-- START OF QUOTED TEXT --
From (8) and (9), the equivalent circuit model of the three-limb four-winding transformer can be obtained as shown in (10), where Z = jωL. From (10) and Kirchhoff’s voltage and current laws, the equivalent circuit of the three-limb four-winding transformer can be obtained as shown in Fig. 4a. With consideration of the normalization turn N, the equivalent circuit can be further transferred to Fig. 4b. It is noted that the equivalent circuit model of the three-limb four-winding transformer is a series–parallel combination relationship in which the electrical circuit and the magnetic circuit are coupled. Given the small magnetic resistance of the core limb and yoke (i.e., the large excitation impedance corresponding to the main electromotive force of each winding) [24], if the influence of the excitation branches are ignored, i.e., branches Z_1L, Z_2L, Z_3L, Z_3y, and Z_2y in Fig. 4 are disconnected as shown in Fig. 4c, the winding voltages v₁, v₃ and v₂ (v₄) are in series, while v₂ and v₄ are in parallel. Therefore, the following conclusions can be drawn from the equivalent magnetic circuit model in Fig. 3 and the equivalent electrical circuit model in Fig. 4:

(1)
-- END OF QUOTED TEXT --
-- START OF RAW RECORDS --
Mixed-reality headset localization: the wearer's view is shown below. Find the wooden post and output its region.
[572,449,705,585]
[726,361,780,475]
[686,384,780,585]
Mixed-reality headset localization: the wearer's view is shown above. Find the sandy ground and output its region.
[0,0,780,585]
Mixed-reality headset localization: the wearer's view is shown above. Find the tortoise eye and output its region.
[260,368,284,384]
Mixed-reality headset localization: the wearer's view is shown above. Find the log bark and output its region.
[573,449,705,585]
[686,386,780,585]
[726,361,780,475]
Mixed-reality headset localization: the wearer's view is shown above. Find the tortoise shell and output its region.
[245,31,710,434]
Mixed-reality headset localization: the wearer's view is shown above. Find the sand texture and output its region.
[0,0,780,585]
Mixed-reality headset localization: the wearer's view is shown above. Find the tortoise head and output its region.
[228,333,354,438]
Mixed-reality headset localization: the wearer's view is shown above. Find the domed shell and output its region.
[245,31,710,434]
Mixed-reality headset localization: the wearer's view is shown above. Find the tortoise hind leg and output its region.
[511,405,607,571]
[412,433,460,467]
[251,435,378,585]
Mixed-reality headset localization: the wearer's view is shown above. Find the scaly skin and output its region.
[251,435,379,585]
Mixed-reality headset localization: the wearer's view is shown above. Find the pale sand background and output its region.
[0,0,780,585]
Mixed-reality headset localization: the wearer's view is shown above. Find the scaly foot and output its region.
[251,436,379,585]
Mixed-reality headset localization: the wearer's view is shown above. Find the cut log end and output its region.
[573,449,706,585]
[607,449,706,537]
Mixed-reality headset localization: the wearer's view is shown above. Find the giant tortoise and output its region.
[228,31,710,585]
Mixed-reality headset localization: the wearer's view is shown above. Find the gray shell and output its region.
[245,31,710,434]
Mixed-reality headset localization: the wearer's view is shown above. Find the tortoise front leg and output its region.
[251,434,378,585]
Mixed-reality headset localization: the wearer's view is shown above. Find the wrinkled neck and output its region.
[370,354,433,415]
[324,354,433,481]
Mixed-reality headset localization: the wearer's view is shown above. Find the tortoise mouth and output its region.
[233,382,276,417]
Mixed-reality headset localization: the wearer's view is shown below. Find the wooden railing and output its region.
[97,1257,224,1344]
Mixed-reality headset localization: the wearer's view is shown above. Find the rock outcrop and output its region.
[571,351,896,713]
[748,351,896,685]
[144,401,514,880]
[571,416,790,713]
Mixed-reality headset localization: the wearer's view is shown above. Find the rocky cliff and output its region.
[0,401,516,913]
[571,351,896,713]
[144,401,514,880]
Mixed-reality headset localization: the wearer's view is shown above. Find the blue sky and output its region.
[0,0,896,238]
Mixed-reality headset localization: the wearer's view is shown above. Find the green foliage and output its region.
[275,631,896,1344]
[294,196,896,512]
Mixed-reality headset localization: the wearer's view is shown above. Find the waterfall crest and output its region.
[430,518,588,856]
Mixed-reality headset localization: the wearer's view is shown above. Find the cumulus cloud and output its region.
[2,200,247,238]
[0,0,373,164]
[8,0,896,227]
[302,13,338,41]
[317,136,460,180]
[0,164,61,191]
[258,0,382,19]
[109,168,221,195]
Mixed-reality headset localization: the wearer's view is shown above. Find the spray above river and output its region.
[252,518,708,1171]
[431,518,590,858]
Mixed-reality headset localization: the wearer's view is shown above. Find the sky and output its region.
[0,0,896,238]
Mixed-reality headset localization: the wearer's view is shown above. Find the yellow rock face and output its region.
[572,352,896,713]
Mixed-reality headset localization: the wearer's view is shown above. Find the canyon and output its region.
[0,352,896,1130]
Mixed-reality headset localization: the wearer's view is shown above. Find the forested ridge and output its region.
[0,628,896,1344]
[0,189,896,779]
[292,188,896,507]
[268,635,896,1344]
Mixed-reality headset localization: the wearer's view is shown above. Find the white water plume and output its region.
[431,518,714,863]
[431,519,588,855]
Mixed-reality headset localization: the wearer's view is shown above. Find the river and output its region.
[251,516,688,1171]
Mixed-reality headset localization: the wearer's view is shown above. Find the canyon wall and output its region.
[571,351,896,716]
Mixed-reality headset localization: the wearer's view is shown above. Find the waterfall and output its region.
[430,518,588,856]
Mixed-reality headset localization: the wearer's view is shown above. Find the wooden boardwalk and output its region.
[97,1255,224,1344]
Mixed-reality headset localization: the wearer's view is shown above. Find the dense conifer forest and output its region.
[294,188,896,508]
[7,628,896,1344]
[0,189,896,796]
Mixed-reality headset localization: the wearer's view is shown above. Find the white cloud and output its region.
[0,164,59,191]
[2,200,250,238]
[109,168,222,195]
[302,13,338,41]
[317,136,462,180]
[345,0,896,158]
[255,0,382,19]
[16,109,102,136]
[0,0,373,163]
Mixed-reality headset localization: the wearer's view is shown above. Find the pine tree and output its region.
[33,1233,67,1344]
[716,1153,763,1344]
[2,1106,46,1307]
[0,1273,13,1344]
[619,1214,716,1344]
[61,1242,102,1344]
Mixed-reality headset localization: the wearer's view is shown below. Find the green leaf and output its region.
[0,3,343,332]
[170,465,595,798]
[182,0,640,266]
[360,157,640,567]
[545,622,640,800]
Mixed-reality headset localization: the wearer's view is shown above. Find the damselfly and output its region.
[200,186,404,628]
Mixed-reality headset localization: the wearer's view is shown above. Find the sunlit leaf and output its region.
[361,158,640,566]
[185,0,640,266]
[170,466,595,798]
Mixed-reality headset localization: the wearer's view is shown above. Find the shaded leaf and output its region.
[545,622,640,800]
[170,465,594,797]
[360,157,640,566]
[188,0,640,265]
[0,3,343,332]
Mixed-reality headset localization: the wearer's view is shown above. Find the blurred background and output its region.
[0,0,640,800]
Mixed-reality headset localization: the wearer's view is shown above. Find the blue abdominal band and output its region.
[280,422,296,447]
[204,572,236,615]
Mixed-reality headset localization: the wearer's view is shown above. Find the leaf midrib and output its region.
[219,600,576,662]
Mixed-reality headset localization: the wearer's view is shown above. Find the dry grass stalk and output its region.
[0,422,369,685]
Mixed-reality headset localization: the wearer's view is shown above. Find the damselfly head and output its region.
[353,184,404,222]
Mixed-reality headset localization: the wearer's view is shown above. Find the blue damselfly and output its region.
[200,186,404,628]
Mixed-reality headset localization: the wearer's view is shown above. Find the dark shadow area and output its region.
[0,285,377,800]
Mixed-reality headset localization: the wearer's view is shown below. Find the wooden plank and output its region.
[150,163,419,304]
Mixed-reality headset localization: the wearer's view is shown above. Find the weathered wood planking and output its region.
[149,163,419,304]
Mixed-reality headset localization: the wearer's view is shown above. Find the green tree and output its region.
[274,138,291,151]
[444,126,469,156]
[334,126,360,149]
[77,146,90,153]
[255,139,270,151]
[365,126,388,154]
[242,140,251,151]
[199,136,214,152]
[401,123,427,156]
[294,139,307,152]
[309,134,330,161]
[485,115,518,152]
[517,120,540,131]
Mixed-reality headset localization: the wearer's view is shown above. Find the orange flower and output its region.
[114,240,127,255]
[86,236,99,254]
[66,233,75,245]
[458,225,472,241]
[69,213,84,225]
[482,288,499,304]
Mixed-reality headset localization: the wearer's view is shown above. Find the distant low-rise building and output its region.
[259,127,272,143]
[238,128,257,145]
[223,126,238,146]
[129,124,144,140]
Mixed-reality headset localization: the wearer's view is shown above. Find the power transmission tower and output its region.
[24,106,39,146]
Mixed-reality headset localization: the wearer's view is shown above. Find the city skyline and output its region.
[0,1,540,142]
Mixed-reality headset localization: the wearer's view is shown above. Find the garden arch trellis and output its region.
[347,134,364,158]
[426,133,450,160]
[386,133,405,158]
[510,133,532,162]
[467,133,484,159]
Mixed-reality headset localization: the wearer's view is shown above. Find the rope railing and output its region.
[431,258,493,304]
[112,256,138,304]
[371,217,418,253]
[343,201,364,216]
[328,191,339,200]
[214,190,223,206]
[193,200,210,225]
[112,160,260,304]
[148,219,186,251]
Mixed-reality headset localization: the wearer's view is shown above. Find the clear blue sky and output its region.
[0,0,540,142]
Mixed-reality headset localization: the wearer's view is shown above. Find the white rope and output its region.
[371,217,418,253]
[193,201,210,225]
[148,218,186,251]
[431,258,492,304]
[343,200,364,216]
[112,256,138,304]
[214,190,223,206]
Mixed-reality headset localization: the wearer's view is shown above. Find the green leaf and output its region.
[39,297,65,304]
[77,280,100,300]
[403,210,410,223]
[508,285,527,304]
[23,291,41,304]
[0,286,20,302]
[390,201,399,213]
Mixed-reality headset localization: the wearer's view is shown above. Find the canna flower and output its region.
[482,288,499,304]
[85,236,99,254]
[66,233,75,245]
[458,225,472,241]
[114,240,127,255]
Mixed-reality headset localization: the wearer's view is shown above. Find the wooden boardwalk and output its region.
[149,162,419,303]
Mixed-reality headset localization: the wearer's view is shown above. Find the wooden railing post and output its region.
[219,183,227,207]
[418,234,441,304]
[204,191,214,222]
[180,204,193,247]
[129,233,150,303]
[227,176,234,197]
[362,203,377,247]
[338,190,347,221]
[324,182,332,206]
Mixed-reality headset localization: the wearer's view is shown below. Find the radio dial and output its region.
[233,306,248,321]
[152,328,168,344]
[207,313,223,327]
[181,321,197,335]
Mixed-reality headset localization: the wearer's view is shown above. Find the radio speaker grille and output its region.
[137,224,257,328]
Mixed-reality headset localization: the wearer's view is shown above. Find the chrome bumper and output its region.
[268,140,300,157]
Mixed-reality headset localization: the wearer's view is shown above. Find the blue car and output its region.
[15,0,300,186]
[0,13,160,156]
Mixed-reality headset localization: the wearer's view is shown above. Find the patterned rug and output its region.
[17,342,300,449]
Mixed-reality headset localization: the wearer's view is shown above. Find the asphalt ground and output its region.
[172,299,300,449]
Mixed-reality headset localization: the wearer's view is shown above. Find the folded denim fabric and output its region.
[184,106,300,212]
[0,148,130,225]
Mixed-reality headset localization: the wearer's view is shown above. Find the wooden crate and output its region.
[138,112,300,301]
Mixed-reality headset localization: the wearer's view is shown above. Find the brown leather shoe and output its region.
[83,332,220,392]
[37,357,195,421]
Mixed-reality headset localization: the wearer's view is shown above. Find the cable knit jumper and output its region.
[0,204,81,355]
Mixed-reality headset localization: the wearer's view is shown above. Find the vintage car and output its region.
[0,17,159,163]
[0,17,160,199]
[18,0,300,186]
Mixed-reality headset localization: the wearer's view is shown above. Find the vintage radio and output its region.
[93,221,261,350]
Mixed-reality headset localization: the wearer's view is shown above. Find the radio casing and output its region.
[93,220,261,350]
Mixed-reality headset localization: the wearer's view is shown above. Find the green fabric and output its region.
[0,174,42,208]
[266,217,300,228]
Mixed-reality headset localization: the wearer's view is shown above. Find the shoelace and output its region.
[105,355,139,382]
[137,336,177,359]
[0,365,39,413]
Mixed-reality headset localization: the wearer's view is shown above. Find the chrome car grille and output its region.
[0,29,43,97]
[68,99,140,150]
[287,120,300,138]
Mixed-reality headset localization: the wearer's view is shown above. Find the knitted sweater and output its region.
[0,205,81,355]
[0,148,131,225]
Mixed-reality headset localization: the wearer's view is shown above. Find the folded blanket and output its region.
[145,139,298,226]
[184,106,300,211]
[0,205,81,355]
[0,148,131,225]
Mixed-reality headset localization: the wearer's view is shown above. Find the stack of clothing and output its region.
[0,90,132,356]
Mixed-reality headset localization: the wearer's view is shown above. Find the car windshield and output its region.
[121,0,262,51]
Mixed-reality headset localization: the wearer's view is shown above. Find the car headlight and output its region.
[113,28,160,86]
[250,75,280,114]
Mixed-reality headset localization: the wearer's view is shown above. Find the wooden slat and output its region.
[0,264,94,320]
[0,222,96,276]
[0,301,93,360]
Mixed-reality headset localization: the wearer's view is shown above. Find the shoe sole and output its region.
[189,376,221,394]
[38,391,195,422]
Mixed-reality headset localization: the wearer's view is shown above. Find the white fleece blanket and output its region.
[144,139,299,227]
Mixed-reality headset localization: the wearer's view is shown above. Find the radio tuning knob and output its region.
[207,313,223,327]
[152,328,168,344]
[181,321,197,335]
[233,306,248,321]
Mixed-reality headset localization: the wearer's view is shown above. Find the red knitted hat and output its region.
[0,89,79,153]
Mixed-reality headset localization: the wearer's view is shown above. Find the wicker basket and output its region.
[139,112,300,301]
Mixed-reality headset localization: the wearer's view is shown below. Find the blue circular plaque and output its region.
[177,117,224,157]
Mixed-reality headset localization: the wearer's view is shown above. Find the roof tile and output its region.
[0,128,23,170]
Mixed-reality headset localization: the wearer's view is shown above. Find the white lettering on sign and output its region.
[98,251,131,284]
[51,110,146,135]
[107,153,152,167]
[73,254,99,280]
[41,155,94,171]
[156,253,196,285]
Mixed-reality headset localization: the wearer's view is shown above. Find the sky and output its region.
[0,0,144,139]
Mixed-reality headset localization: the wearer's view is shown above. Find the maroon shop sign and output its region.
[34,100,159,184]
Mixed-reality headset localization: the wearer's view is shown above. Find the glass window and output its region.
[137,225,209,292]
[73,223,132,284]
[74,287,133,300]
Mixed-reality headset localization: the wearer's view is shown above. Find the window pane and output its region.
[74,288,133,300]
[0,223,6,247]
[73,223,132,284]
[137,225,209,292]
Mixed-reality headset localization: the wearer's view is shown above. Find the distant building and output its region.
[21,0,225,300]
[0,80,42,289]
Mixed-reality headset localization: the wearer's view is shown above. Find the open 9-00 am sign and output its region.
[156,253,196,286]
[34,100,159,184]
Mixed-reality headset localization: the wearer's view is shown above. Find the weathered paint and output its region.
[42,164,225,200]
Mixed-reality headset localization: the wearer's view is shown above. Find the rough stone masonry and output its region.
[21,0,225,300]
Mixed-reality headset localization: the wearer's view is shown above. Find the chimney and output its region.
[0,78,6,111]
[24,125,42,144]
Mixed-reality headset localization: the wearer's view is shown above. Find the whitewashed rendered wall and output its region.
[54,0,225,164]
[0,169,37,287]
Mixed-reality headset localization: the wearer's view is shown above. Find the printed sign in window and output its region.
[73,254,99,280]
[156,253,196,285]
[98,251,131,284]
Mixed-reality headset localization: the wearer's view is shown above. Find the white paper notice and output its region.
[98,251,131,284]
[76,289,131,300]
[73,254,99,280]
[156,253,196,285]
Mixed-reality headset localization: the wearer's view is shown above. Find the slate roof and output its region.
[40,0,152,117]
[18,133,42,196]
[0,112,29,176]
-- END OF RAW RECORDS --
• **EXERCISE TASKS**
[A] Translate this sentence from the transformer passage into Spanish: "It is noted that the equivalent circuit model of the three-limb four-winding transformer is a series–parallel combination relationship in which the electrical circuit and the magnetic circuit are coupled."
[B] Update the rows starting at the line containing "canyon wall and output its region." and ending at the line containing "[204,572,236,615]". Replace "shaded leaf" with "leaf in shadow", and return only those lines.

• **RESPONSE LIST**
[A] Cabe señalar que el modelo de circuito equivalente del transformador de tres columnas y cuatro devanados es una relación de combinación serie-paralelo en la que el circuito eléctrico y el circuito magnético están acoplados.

[B]
Mixed-reality headset localization: the wearer's view is shown above. Find the canyon wall and output its region.
[571,351,896,716]
Mixed-reality headset localization: the wearer's view is shown above. Find the waterfall and output its region.
[430,518,588,856]
Mixed-reality headset localization: the wearer's view is shown above. Find the wooden boardwalk and output its region.
[97,1255,224,1344]
Mixed-reality headset localization: the wearer's view is shown above. Find the dense conifer forest and output its region.
[294,188,896,508]
[7,628,896,1344]
[0,189,896,796]
Mixed-reality headset localization: the wearer's view is shown above. Find the white cloud and output its region.
[0,164,59,191]
[2,200,250,238]
[109,168,222,195]
[302,13,338,41]
[317,136,462,180]
[345,0,896,158]
[255,0,382,19]
[16,109,102,136]
[0,0,373,163]
Mixed-reality headset localization: the wearer's view is shown above. Find the pine tree and output its region.
[33,1233,67,1344]
[716,1153,763,1344]
[2,1106,46,1307]
[0,1273,13,1344]
[619,1214,716,1344]
[61,1242,102,1344]
Mixed-reality headset localization: the wearer's view is shown below. Find the green leaf and output its region.
[0,3,343,332]
[170,465,595,798]
[182,0,640,266]
[360,157,640,567]
[545,622,640,800]
Mixed-reality headset localization: the wearer's view is shown above. Find the damselfly and output its region.
[200,186,404,628]
Mixed-reality headset localization: the wearer's view is shown above. Find the sunlit leaf and output its region.
[361,158,640,566]
[185,0,640,266]
[170,466,595,798]
Mixed-reality headset localization: the wearer's view is shown above. Find the leaf in shadow and output its region.
[545,622,640,800]
[170,465,594,797]
[360,157,640,566]
[188,0,640,265]
[0,3,343,332]
Mixed-reality headset localization: the wearer's view is shown above. Find the blurred background and output its region.
[0,0,640,800]
Mixed-reality headset localization: the wearer's view is shown above. Find the blue abdominal band and output its region.
[280,422,296,447]
[204,572,236,615]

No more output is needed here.